## Selected excerpt
How Does An Epidural Work And Is It Safe For Me And My Baby?
Epidural is a form of pain relief during labour. It is a numbing medication that is administered through a catheter tube in your lower back and it aims to ease the pain of contractions and delivery. It usually offers a numbing sensation from the belly button down and takes just a couple of minutes to start working. You might be wondering why on earth all women don’t opt for an epidural in this case? People have very strong opinions on Epidurals and like all things concerning labour and your baby, it is important to be armed with the facts.
Can All Women Get The Epidural?
Technically the answer to this is no. An epidural can be given to a women at any stage during labour but it is not recommended unless the women is in active labour as epidurals, in some cases, can slow labour down. If an epidural is your preference the doctor will usually give you a rough idea as to when she will be happy to call for the anaesthetist. It may be when you are dilated to a certain amount but not over another amount. Epidurals are also not administered when a woman is labouring in the water. During this kind of birth gas and air are offered instead.
How Is The Epidural Given?
When the anaesthetist enters your room you will most likely want to throw your arms around them. They are the magic people who take the pain away. In most cases, they will ask you to sit on the bed with your head bared down while you remain completely still. In most cases, the epidural is not very painful as the contractions are intense and painful in comparison. It usually involves a quick sting or pinch and it is all over within a couple of minutes. It is very important to stay still and follow the instructions of the anaesthetist as the needle is placed in a very delicate area of your spine and it must be very precise to avoid complications.
Can I Be Mobile After I’ve Been Given The Epidural?

(Data extracted from a collection)
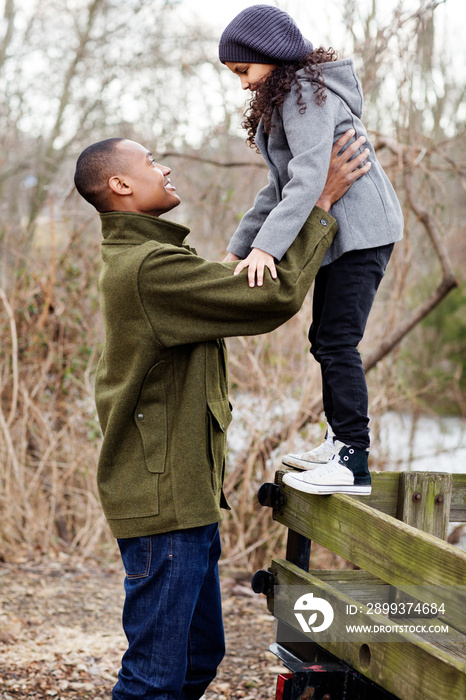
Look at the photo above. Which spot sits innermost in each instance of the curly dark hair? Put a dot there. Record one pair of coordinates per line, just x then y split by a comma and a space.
272, 91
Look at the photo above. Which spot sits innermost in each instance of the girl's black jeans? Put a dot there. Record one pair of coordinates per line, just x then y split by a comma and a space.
344, 292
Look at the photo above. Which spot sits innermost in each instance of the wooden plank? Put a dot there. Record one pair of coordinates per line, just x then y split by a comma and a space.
418, 563
424, 500
384, 496
458, 499
360, 585
409, 667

## Exercise set
• 1. In the epidural article, what is offered during a water birth instead of an epidural?
• 2. Reproduce the passage of the epidural article starting at "Technically the answer" and ending at "are offered instead.".
• 3. Carry the epidural article on from its last line.

## Responses per task
• 1. Gas and air.

• 2.
Technically the answer to this is no. An epidural can be given to a women at any stage during labour but it is not recommended unless the women is in active labour as epidurals, in some cases, can slow labour down. If an epidural is your preference the doctor will usually give you a rough idea as to when she will be happy to call for the anaesthetist. It may be when you are dilated to a certain amount but not over another amount. Epidurals are also not administered when a woman is labouring in the water. During this kind of birth gas and air are offered instead.

• 3.
In some cases, the epidural can be given at a low enough dose to allow women to walk around during the first phase of labour. Gravity will always be your best friend during labour but usually, when a woman has received the epidural she will remain in the bed and will labour in this way due to her lower tummy and the tops of her legs feeling numb.
How Does The Epidural Affect A Woman During Labour?
The desired effect of an epidural is local pain relief so that a woman can still feel completely alert during labour but with reduced or minimal pain. However, it can cause labour to slow down which is not ideal. In some cases, the epidural can affect a woman’s blood pressure. Your care team will keep a close eye on your blood pressure to ensure that adequate blood flow can reach your baby. In most cases a urinary catheter will be fitted as the numbness in your lower tummy makes urinating very difficult. The catheter will be removed an hour or two after the labour as the numbness begins to wear off.
How Does The Epidural Affect The Baby?
There are minimal risks for your baby. The medication is a local anaesthetic and only a tiny amount is absorbed by the bloodstream and available to pass through the placenta. In rare cases, a drop in the mother’s blood pressure can reduce the flow of blood to the baby which can lead to the baby’s heart rate dropping. This is usually rectified by IV fluids or the mother changing position.